■ DOCUMENT EXCERPT ■
=== Section Start ===

Average KEGG pathway coherence for integration evaluation. The average coherence of 25 KEGG pathways over different weighted sum (WS) integrations at increasing network sizes (number of edges). The dots represent the actual measured values averaged over 25 KEGG pathways, while the lines represent the difference between the actual measured values and random coherence at an equivalent network size. The coherence is measured over networks of increasing size up to one million gene pairs. The grey dashed lines mark the network sizes of 20 K and 200 K, which are the points where the slope (gain in coherence) flattens.

Validation of integration

Although data can be integrated, the derived relationships must be vetted. Validation of the integrated gene network data was done in two ways. First, we evaluated how well the integrated network recovered relationships in individual KEGG pathways. Second, we compared the integrated network to networks built from different, individual datasets to test whether integrating the data results in improved performance.

All KEGG pathways containing at least 10 D. melanogaster genes were tested against . In total, 63 KEGG pathways were tested. Of these, 59 are statistically significant at a corrected P-value < 10-20 as quantitatively assessed using permutation testing and single sample Wilcoxon signed-rank test (see Table S5 at [55] for more details). The number of coherent KEGG pathways and the degree of statistical significance of these pathways provide evidence that the derived functional relationships are biologically meaningful.

We next tested whether the network constructed using integrated data outperforms networks constructed from separate classes of data and individual datasets. We compared the fully integrated gene network to a network built from integrated MA data while ignoring GIs and PPIs, a network built from exclusively GIs and PPIs while ignoring MA data, and a network of only PPIs. We also examined the relative contribution of individual MA datasets. Across the range of network sizes examined (1 K to 1,000 K; the GI and PPI network and the PPI network have maximum sizes of 32,240 and 25,408, respectively) the average coherence measure (across 63 KEGG pathways) of the fully integrated network was greater than that for the networks based on any subset(s) of data (Figure 4a). This is evident at a network size of 20 K where the fully integrated network (GI, PPI, MA) performed the best (area under the curve (AUC) = 0.1020), followed by the GI and PPI network (AUC = 0.0777), and then a step down to the MA only network (AUC = 0.0396). The KEGG pathway coherence for the networks built using the various datasets and summarized as the AUC at network sizes 20 K and 200 K is provided in Table S6 at [55]. We also see that networks built using the integrated framework outperformed networks based on the individual component datasets. For instance, the integrated MA network performed better (AUC = 0.0396 at 20 K) than all networks based on individual MA datasets (maximum AUC = 0.0314 at 20 K), and much better than the average individual microarray dataset network (AUC = 0.018 at 20 K). In summary, these data indicate that the integrated network performs best in terms of recapitulating known functional relationships across the range of KEGG pathways tested.

=== Section End ===

■ GIVEN RECORDS ■
=== Section Start ===

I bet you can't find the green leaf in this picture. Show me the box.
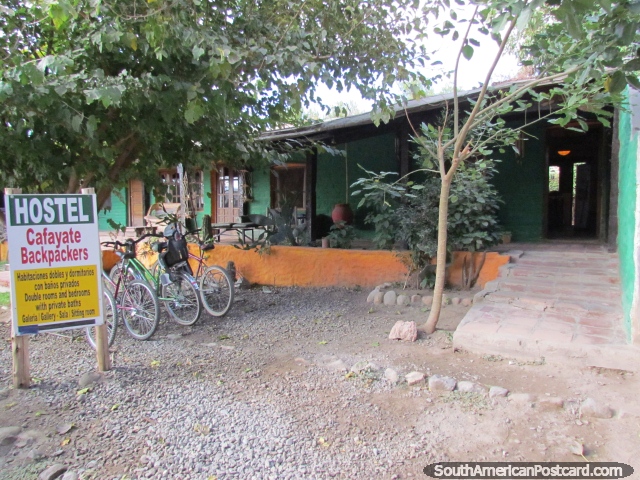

=== Section End ===
=== Section Start ===

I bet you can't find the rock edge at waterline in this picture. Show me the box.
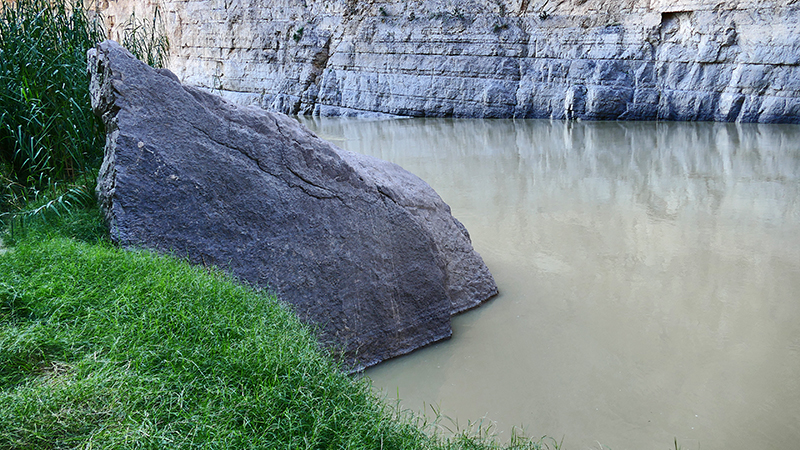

=== Section End ===
=== Section Start ===

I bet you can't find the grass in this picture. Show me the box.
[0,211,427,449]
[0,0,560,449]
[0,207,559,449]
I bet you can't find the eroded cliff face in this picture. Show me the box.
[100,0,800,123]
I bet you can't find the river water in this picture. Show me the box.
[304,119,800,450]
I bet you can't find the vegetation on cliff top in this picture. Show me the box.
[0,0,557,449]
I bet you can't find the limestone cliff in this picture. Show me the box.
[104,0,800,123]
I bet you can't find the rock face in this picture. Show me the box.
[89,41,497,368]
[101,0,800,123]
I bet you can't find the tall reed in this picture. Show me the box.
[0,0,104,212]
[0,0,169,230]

=== Section End ===

■ EXERCISE INSTRUCTIONS ■
1. In the gene network integration excerpt, what AUC did the fully integrated network (GI, PPI, MA) achieve at a network size of 20 K?
2. Extend the gene network integration excerpt with a further paragraph that follows on from its last sentence.

■ TASK-BY-TASK ANSWERS ■
1. 0.1020

2.
Figure 4
figure 4

Coherence of types of data and datasets on individual KEGG pathways. Examples of how types of data and individual datasets compare to the fully integrated network as measured through coherence of KEGG pathways [62]. The average coherence of a given dataset is calculated for a set of genes defined by a KEGG pathway at increasing network sizes up to one million edges. (a) The average coherence over 63 tested KEGG pathways. The full integration of genetic interactions, protein interactions, and microarray data performs best compared to all other data sources and individual datasets. (b) A specific example where the fully integrated network performs better than all other individual datasets and in relation to the 'purine metabolism' KEGG pathways. (c) Ribosomal constituents are highly coherent in the microarray data, with many individual microarray datasets performing well. In this instance, not taking into account the genetic interactions and protein interactions performs better than the fully integrated network. (d) An example of where the genetic interactions and protein interactions contribute nearly all of the coherent relationships for the 'Hedgehog signaling' KEGG pathway. (e) An example of where the integration method performs worse than several individual microarray datasets for the 'phenylpropanoid biosynthesis' KEGG pathway. See Table 1 for citations for the datasets.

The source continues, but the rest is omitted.